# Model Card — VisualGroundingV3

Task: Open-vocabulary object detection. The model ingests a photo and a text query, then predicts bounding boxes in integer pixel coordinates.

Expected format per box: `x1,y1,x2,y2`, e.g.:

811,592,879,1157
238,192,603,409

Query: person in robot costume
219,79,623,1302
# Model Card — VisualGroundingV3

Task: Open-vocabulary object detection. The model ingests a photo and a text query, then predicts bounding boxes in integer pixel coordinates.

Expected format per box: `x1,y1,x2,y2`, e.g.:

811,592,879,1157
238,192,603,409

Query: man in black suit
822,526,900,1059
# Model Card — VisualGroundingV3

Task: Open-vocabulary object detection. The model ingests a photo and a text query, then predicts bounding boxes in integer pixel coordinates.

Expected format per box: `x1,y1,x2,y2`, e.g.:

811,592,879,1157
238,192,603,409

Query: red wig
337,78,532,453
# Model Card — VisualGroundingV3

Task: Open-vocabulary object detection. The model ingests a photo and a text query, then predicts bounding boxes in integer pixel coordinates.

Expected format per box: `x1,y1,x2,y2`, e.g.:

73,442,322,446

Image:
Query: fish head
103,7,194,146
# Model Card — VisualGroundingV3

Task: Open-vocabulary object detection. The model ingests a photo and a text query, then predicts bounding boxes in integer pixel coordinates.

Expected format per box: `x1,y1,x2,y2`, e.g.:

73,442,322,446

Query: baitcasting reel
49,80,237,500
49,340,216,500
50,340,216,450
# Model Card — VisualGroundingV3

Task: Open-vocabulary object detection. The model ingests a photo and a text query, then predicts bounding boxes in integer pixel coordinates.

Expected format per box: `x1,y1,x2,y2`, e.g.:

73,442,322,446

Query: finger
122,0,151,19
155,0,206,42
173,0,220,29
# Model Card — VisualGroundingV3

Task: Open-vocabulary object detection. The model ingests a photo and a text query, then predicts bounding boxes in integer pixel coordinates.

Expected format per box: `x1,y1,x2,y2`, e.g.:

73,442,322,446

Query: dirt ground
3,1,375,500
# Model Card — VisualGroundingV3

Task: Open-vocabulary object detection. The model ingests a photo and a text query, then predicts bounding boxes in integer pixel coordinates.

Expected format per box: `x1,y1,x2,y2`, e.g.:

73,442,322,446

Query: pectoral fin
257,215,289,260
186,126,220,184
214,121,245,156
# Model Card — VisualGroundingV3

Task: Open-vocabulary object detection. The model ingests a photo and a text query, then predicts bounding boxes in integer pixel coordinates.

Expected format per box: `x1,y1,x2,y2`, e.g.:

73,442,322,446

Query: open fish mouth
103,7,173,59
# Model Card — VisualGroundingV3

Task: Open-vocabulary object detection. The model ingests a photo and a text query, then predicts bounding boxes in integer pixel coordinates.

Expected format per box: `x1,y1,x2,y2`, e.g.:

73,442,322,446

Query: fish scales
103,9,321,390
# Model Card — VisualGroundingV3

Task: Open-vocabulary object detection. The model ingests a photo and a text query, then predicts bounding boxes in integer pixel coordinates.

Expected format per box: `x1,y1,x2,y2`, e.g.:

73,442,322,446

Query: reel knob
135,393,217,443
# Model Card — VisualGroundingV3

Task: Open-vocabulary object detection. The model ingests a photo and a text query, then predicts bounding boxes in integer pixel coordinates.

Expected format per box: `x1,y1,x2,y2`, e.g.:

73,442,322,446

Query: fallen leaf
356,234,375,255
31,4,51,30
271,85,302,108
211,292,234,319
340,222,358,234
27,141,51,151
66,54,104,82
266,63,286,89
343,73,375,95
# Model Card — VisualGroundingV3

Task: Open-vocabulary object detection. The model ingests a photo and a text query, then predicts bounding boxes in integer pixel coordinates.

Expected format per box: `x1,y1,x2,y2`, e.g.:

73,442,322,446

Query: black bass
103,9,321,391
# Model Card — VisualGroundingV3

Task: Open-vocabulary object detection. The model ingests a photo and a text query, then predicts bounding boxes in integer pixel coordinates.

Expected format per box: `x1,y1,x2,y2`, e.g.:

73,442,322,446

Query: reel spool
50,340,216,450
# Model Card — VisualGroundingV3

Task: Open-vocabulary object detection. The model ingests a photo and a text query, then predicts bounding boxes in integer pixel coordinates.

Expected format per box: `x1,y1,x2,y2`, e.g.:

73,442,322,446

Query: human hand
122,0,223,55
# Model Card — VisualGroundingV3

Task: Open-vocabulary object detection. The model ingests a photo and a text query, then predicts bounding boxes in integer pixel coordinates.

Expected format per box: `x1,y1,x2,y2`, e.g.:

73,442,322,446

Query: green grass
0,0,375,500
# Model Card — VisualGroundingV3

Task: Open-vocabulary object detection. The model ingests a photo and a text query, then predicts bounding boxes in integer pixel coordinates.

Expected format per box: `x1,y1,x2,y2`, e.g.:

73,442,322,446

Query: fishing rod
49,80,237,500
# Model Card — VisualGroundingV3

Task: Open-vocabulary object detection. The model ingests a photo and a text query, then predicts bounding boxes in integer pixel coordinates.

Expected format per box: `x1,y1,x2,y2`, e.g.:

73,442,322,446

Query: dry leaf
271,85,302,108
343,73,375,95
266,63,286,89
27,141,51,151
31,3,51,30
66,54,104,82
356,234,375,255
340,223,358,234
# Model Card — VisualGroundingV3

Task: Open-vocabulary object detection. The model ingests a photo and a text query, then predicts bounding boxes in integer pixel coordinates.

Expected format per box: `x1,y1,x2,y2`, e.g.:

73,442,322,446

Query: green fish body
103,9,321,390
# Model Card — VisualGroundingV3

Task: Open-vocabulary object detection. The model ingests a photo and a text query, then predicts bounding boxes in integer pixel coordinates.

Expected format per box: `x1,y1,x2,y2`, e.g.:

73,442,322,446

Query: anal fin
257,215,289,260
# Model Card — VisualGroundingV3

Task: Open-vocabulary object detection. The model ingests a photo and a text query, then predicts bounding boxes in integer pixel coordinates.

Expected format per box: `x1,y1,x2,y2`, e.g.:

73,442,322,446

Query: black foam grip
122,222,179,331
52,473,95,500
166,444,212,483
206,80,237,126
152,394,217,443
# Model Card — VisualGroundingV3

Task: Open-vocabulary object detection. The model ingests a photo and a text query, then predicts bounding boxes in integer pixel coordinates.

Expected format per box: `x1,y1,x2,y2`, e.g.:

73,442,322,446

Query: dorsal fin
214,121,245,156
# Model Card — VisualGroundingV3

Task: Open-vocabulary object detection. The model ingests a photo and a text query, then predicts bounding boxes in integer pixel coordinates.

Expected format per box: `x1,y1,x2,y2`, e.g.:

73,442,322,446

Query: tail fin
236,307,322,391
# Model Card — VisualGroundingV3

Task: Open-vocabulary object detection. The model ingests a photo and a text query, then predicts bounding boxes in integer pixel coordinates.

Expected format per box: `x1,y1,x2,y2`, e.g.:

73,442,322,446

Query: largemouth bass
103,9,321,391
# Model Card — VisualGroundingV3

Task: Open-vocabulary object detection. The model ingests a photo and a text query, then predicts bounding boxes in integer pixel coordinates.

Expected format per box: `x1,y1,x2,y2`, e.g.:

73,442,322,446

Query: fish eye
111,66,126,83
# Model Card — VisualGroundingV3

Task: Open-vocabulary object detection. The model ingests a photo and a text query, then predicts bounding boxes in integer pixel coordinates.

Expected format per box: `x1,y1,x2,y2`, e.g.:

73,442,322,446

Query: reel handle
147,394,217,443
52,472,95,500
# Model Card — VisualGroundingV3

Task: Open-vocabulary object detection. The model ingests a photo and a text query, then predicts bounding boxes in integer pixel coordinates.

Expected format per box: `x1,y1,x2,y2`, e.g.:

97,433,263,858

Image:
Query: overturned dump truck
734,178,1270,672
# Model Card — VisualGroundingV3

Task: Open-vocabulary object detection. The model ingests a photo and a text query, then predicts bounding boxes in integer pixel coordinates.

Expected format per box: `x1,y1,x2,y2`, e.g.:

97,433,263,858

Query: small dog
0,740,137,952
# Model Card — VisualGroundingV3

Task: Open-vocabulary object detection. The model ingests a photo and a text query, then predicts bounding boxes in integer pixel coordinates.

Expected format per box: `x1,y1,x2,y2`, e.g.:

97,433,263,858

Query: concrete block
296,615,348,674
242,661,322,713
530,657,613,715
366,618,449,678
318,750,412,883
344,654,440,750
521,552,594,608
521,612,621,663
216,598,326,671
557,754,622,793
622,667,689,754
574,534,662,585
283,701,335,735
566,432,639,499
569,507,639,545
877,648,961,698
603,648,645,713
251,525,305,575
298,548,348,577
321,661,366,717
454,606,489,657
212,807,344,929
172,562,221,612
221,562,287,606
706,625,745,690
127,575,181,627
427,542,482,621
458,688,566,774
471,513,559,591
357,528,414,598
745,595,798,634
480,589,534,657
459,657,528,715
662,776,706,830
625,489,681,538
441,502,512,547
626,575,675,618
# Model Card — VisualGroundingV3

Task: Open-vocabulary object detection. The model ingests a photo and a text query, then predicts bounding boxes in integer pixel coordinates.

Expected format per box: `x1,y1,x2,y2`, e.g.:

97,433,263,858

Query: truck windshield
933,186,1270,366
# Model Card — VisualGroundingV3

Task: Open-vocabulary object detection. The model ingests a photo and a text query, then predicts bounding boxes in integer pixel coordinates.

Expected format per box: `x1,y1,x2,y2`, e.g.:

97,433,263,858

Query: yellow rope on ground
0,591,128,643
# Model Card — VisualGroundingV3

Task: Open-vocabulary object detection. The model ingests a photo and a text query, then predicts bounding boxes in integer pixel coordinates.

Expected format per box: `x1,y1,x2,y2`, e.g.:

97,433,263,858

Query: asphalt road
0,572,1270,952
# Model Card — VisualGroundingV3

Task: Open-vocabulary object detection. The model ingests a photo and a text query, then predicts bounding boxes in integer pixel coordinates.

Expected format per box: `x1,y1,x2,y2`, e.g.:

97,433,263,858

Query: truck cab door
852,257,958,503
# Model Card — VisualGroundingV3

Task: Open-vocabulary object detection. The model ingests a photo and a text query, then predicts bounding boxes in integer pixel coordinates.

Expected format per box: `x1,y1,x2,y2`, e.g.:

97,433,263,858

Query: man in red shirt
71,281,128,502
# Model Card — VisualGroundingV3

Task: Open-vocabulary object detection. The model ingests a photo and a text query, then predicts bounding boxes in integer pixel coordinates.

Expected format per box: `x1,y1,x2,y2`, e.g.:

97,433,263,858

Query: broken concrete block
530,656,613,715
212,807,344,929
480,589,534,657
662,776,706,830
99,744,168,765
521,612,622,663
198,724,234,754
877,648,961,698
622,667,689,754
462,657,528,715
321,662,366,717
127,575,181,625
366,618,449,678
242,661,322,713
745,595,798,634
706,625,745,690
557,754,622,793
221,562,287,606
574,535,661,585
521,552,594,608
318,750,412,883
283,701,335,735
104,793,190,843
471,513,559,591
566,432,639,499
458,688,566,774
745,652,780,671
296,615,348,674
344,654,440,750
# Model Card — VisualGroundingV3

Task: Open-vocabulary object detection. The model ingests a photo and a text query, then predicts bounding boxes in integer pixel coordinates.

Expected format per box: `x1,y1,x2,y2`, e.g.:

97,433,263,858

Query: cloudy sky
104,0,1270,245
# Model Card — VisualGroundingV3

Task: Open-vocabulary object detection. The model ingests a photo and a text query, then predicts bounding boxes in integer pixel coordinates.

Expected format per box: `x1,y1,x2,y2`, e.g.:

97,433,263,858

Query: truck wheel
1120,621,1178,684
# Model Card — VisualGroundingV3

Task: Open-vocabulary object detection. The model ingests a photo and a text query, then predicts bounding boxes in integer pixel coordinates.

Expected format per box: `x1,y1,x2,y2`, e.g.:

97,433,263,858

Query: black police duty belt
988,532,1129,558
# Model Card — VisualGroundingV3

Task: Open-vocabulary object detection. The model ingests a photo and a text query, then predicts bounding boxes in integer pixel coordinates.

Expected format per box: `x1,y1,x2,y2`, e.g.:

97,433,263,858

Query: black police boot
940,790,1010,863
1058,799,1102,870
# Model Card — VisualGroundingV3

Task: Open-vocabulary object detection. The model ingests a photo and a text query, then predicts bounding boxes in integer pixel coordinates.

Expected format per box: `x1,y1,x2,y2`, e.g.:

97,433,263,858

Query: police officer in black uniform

• • • • • • •

▶ _Exercise description_
Output the lines verbatim, starting at the first line and ending at the line that contains "822,526,900,1059", with both ends included.

▶ _Solution to this problem_
# Model Card — VisualGroundingV3

Task: Open-vocabulary object detection. The model ingests a photo and a text query, then predicts bounding boxes in integer pixel coordinates.

Expected format per box: `x1,y1,x2,y2`, e.g.:

811,592,879,1157
238,192,603,409

Query: person in robot costume
219,79,623,1302
# Model Card — VisualGroundingV3

Task: Open-vocabulary object detection. The model ingests a photo and a text query, then predicts bounding boxes in integer pixel coordinates.

Expected format per box: `x1,y1,x2,y2`, e.g.:

811,592,879,1157
238,192,603,409

Query: man in black suit
822,526,900,1059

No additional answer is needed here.